■ **PROBLEM TO WORK ON**
Each line in the listing below that contains "distant" should be returned.

---------- DATASET EXTRACT

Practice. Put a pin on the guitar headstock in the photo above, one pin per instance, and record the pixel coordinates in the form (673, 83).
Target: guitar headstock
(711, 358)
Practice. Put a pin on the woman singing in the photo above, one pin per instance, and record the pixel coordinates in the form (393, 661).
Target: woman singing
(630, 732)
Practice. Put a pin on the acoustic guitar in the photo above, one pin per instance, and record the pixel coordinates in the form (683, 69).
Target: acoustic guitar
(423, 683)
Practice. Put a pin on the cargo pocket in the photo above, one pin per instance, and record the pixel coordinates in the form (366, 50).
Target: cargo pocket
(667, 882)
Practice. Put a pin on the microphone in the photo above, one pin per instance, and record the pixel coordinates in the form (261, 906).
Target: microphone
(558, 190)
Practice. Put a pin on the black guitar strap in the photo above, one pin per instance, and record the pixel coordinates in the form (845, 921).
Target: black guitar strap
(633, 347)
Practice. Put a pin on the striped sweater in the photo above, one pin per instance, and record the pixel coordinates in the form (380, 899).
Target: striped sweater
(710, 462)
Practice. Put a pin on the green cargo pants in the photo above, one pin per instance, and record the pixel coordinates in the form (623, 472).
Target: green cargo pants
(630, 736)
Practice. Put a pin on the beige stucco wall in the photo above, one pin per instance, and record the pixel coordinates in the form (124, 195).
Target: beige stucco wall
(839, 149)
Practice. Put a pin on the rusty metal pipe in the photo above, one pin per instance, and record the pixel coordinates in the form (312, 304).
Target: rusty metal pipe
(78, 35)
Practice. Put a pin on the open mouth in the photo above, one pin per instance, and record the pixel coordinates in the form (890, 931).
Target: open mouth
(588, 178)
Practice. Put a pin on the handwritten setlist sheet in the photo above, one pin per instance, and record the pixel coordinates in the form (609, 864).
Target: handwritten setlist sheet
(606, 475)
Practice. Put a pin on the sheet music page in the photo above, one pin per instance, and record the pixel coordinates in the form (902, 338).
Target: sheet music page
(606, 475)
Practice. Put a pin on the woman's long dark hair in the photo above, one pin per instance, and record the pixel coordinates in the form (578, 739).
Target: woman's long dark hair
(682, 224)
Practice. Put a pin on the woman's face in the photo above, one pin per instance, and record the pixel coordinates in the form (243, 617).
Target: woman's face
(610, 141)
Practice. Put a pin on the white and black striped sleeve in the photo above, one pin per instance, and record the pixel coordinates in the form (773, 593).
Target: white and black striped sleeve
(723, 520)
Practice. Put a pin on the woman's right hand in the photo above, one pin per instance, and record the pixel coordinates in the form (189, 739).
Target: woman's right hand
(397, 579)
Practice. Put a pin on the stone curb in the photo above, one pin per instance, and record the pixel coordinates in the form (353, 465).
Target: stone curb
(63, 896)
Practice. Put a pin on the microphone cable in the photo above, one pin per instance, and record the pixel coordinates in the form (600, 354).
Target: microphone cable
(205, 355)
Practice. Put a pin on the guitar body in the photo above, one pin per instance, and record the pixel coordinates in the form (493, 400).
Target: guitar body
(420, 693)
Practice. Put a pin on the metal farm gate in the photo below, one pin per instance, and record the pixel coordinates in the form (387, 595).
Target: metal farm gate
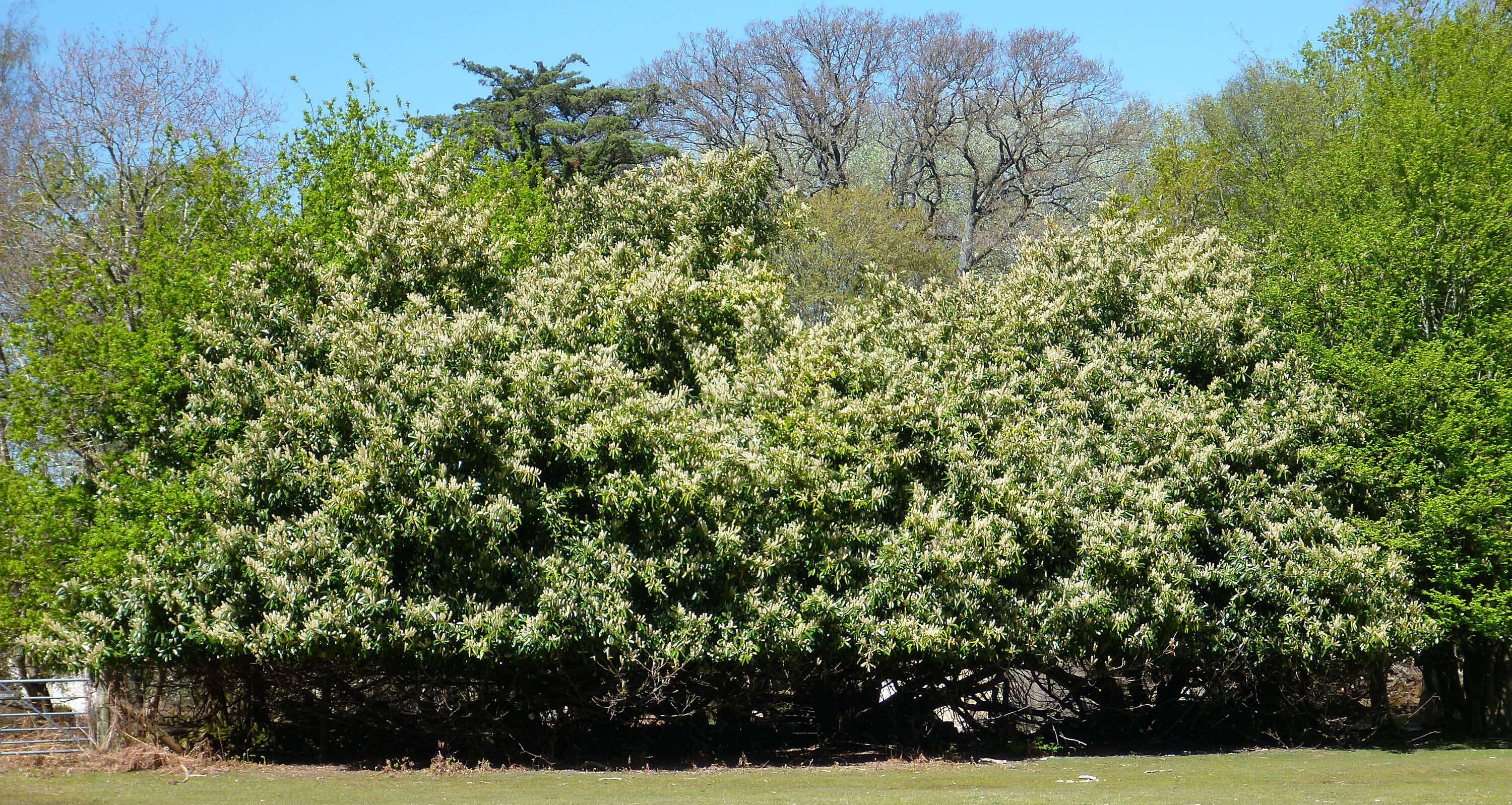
(35, 724)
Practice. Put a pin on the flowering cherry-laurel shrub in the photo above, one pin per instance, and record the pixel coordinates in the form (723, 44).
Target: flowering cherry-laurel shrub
(619, 468)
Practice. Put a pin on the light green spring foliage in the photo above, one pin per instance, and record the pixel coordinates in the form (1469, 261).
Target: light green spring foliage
(1375, 177)
(628, 453)
(855, 232)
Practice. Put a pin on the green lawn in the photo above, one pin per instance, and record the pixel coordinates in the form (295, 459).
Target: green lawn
(1307, 777)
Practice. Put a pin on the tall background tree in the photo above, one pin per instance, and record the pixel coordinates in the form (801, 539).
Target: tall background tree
(1375, 173)
(554, 120)
(991, 137)
(132, 189)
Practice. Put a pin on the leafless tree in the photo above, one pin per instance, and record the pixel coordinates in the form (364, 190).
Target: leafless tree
(989, 135)
(944, 67)
(802, 88)
(114, 121)
(1045, 132)
(822, 72)
(19, 46)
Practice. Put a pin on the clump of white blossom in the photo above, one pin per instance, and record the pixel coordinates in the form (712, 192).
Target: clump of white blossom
(625, 455)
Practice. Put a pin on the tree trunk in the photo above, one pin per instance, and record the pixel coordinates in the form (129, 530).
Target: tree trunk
(968, 227)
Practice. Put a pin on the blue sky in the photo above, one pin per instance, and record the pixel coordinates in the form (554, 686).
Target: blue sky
(1166, 50)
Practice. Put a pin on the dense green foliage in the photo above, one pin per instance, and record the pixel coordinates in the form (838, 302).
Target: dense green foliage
(593, 452)
(395, 428)
(1375, 173)
(552, 120)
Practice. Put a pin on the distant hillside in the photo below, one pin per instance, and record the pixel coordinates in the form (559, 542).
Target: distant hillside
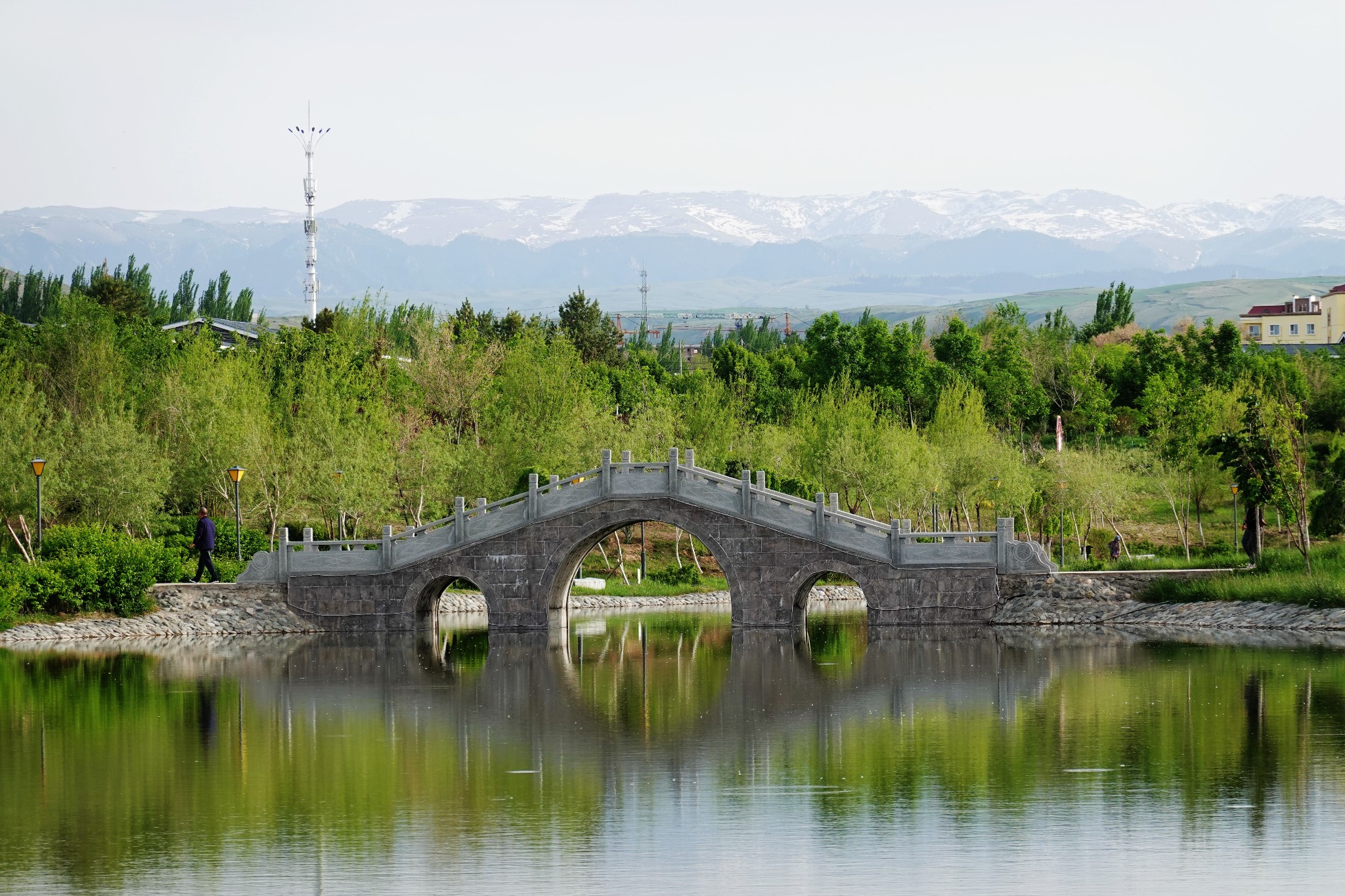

--------------------

■ **PROBLEM SOLUTION**
Practice. Put a pin on the distant hillside in the photo below, one pin per instance, and record the pixel coordinates in the form (559, 542).
Target: distant hillside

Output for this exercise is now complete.